▶ **WHAT THE EXERCISE ASKS**:
Retype the lines from the one with "Help me locate the garage" to the one with "[165,117,180,133]", keeping every character unchanged.

▶ **STORED RECORDS**:
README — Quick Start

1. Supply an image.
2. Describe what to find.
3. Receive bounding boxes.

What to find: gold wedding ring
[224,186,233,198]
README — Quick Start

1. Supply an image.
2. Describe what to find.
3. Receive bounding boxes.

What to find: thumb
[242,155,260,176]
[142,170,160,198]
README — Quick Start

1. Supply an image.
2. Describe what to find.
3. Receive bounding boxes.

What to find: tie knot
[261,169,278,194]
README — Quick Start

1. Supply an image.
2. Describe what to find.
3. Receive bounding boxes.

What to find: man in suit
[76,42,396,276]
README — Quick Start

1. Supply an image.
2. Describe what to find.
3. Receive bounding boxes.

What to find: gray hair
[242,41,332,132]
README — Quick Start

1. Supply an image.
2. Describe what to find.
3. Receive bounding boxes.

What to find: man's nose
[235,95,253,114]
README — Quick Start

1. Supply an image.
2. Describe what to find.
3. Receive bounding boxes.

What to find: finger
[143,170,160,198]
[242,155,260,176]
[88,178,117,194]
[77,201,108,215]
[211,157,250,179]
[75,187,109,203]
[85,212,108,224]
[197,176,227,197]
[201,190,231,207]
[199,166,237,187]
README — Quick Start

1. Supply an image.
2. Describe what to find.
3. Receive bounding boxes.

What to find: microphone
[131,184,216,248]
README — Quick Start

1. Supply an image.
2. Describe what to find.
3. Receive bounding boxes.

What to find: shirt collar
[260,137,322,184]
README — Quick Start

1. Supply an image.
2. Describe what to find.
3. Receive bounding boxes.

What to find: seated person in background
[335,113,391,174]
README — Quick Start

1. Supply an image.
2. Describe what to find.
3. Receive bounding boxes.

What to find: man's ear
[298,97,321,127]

* * *

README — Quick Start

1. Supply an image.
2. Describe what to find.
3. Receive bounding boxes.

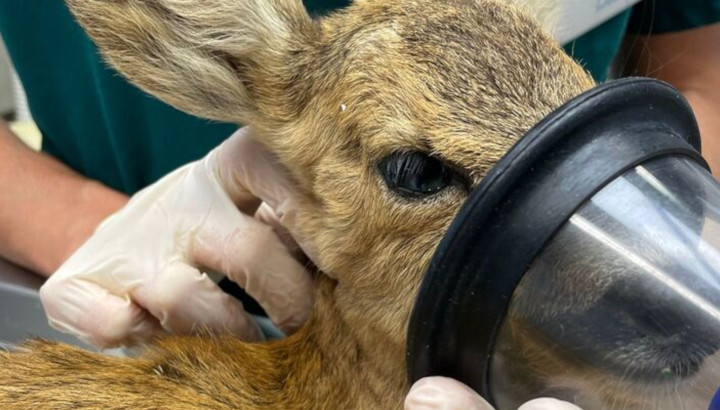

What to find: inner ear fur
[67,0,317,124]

---

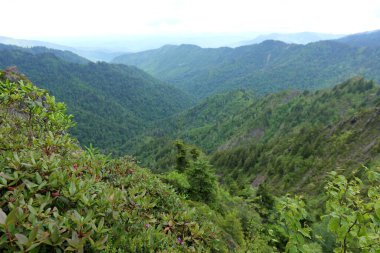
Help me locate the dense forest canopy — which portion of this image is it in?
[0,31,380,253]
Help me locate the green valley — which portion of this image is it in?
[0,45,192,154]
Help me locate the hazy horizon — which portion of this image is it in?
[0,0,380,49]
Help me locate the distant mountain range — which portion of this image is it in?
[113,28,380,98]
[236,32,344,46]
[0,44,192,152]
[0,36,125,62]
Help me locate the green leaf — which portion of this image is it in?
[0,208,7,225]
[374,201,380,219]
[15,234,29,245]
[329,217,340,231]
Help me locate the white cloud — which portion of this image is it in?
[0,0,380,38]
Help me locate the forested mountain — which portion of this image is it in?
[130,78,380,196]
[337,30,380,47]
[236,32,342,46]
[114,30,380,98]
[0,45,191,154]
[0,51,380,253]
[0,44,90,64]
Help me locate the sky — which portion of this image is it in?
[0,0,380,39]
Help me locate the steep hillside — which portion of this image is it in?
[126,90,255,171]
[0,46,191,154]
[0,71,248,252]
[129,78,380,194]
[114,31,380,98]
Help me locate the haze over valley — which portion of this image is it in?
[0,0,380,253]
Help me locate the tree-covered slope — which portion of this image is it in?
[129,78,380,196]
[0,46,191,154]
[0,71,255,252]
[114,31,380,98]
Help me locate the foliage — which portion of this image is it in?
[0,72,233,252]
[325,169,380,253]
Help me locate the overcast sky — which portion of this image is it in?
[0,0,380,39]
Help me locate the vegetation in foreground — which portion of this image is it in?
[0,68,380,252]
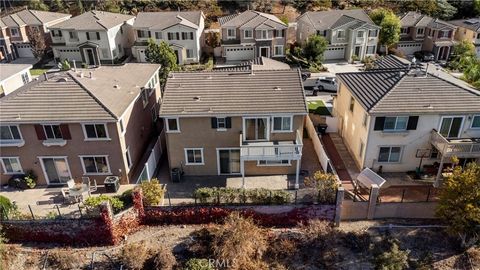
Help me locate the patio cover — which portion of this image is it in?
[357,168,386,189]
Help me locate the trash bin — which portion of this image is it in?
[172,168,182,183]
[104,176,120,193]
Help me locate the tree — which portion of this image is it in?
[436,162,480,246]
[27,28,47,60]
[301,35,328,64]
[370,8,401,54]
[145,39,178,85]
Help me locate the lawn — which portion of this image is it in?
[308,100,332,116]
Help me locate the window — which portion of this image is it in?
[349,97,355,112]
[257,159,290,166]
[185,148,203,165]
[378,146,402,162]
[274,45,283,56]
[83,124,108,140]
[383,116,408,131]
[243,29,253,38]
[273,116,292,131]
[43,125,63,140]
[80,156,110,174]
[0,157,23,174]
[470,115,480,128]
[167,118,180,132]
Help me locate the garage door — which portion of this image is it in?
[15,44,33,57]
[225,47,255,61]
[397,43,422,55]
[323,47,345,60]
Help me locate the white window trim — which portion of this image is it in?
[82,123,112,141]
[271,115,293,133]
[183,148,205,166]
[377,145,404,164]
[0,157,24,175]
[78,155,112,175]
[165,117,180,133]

▶ **WORKED ANSWER**:
Help me locate the garage door — which portion of this image is it in?
[15,44,33,57]
[225,47,255,61]
[397,43,422,55]
[323,47,345,60]
Help me locate the white window trim — which portion of this image is it in?
[82,123,112,141]
[271,115,293,133]
[183,148,205,166]
[377,145,404,164]
[0,157,24,175]
[78,155,112,175]
[165,117,180,133]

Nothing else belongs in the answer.